● Exercise instructions
Your response is a verbatim copy of the listing, stripped of its images.
_ _ _ _
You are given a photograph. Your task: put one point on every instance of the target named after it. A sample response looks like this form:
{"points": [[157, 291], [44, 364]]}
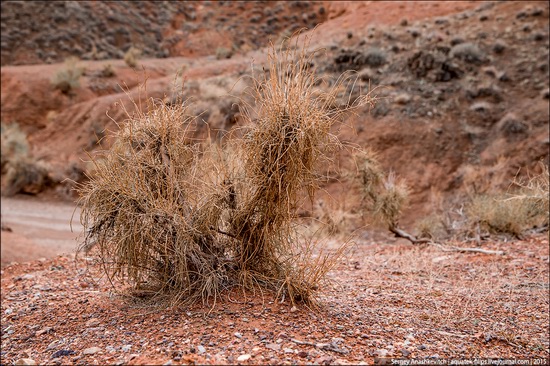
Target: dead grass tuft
{"points": [[68, 77], [131, 56], [173, 214], [515, 212]]}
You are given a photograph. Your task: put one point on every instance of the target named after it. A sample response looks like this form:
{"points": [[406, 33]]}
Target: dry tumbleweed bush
{"points": [[176, 215]]}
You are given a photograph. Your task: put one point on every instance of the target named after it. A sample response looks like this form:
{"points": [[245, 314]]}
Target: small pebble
{"points": [[243, 358]]}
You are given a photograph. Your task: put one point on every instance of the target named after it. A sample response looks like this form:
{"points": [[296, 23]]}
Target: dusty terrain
{"points": [[464, 106]]}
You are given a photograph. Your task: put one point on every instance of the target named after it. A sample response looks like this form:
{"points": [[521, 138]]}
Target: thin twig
{"points": [[403, 234]]}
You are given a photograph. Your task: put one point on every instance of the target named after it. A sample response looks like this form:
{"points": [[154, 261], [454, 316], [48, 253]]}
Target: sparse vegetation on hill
{"points": [[68, 77]]}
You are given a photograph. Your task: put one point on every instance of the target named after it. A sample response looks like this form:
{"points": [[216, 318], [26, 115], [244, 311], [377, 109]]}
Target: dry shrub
{"points": [[384, 195], [173, 214], [515, 212], [131, 56], [68, 77], [20, 171], [223, 53]]}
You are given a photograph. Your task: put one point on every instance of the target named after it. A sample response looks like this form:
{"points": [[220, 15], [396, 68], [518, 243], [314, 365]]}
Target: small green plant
{"points": [[171, 214], [107, 71], [131, 56], [14, 144], [513, 213], [68, 77], [384, 196]]}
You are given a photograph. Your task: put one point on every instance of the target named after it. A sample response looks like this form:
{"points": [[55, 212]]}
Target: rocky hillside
{"points": [[462, 87], [49, 31]]}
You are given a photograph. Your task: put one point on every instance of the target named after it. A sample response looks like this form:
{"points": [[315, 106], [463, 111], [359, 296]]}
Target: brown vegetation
{"points": [[176, 214]]}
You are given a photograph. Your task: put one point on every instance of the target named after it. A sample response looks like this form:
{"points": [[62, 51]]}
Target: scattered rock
{"points": [[126, 348], [91, 350], [243, 358], [468, 52], [273, 346]]}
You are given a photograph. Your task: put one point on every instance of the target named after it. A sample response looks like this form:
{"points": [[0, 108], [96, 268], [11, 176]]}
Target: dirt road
{"points": [[39, 229]]}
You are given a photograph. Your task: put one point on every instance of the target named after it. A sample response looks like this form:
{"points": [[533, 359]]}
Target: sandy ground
{"points": [[39, 229]]}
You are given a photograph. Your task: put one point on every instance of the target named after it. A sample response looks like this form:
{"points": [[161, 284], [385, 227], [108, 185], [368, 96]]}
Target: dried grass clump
{"points": [[513, 213], [384, 196], [176, 215]]}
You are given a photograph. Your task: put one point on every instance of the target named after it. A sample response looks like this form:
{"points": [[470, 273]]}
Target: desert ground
{"points": [[462, 109]]}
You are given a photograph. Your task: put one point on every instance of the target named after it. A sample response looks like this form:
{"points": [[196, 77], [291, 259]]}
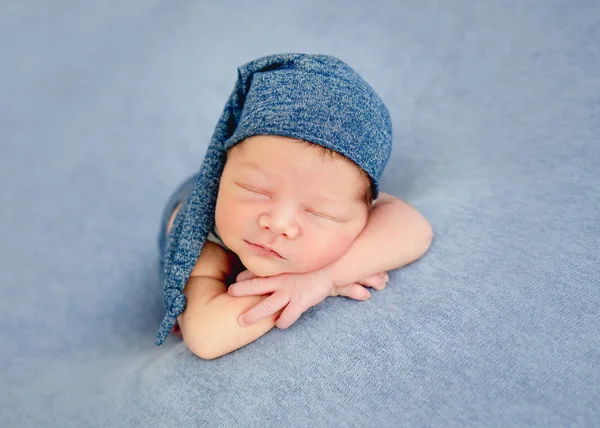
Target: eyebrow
{"points": [[321, 199]]}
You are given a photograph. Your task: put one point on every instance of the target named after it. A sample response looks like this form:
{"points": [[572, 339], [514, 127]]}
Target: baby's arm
{"points": [[209, 323]]}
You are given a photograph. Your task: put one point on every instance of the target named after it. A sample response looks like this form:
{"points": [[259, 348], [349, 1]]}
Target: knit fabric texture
{"points": [[315, 98]]}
_ _ _ _
● Your solution
You are given a photograph. Your task: put one point on every instance of the target named after it. A sample response looks like this form:
{"points": [[157, 291], [44, 364]]}
Target: dead grass tuft
{"points": [[68, 77], [131, 56], [173, 214], [515, 212]]}
You are given a photograph. Your task: put one point on every instance of the target named after it. A sample response looks like this form:
{"points": [[406, 33]]}
Target: dry tumbleweed bush
{"points": [[176, 215]]}
You are given a photograph. Your task: put one point on every instance of the target named after it. A sample response looks like this form:
{"points": [[245, 314]]}
Target: small pebble
{"points": [[243, 358]]}
You are given a photograph. Your task: put one point on every instance of the target named after it. A sample response looks like this form:
{"points": [[296, 23]]}
Target: dusty terrain
{"points": [[464, 106]]}
You are given a photograph. Your task: put one point on every instance of the target named after it. A sample response looks like this form:
{"points": [[521, 138]]}
Target: thin twig
{"points": [[403, 234]]}
You are given a photograph. Your task: put one point on every instance of the target named after it. A sample response looks like this form:
{"points": [[154, 261], [454, 316], [48, 253]]}
Target: sparse vegetation on hill
{"points": [[68, 77]]}
You are given a photograph. Your task: put one point on every instance of the target named after it. A sample response looks like this form:
{"points": [[216, 318], [26, 115], [244, 311], [377, 109]]}
Target: dry shrub
{"points": [[384, 195], [173, 214], [515, 212], [131, 56], [68, 77], [20, 171], [223, 53]]}
You are given a photograph. Your task: put one point on every instance of the target named after it. A sample response looks like this form:
{"points": [[220, 15], [396, 68], [518, 243], [314, 365]]}
Target: small green plant
{"points": [[171, 214], [107, 71], [131, 56], [14, 144], [513, 213], [68, 77], [384, 196]]}
You are given a photograph. Your task: put one point on every instance of the target named after it. A sample response looks like this form:
{"points": [[55, 212]]}
Target: rocky hillside
{"points": [[462, 87], [49, 31]]}
You are given a photograph. Your task: put one point on every instance of the target named after it. A sample response looks like this form:
{"points": [[315, 106], [463, 111], [359, 296]]}
Target: brown vegetation
{"points": [[176, 214]]}
You are given a photograph. Your task: put one point on every instance of the target named after it. A sample response looks like this form:
{"points": [[62, 51]]}
Target: scattered rock
{"points": [[126, 348], [91, 350], [243, 358], [468, 52], [273, 346]]}
You are given a photograph. Your task: put one point on every instance of the target named after it. A sample response looks like this form:
{"points": [[0, 108], [96, 268], [11, 176]]}
Target: dirt road
{"points": [[39, 229]]}
You are given a photograph. Your task: put one point on every instance of the target named after it. A sample response looks like this form:
{"points": [[533, 359]]}
Target: sandy ground
{"points": [[39, 229]]}
You are given a photograph. Your task: put one point on every instance of the target named after it. A sample response looks like this form:
{"points": [[161, 284], [385, 227], [108, 185], [368, 96]]}
Target: dried grass clump
{"points": [[513, 213], [384, 196], [176, 215]]}
You are given a photograph. Your task: put one point on every instance of the target named after it. A sample response looks like this form:
{"points": [[470, 273]]}
Target: desert ground
{"points": [[462, 109]]}
You are given a photograph. Your task: put one point on every instance of the target named after it. A sample response looks like this form:
{"points": [[196, 77], [291, 259]]}
Target: eyebrow
{"points": [[321, 199]]}
You are given a photograph. Your task: put one point on every instance of the target named after it. A sample response looks like this form:
{"points": [[572, 339], [514, 127]]}
Target: baby's arm
{"points": [[209, 323]]}
You are given a photograph. Your task: put one point on every instance of the target named after it. A sample response looks like this form:
{"points": [[259, 348], [349, 1]]}
Target: knit fabric texture
{"points": [[315, 98]]}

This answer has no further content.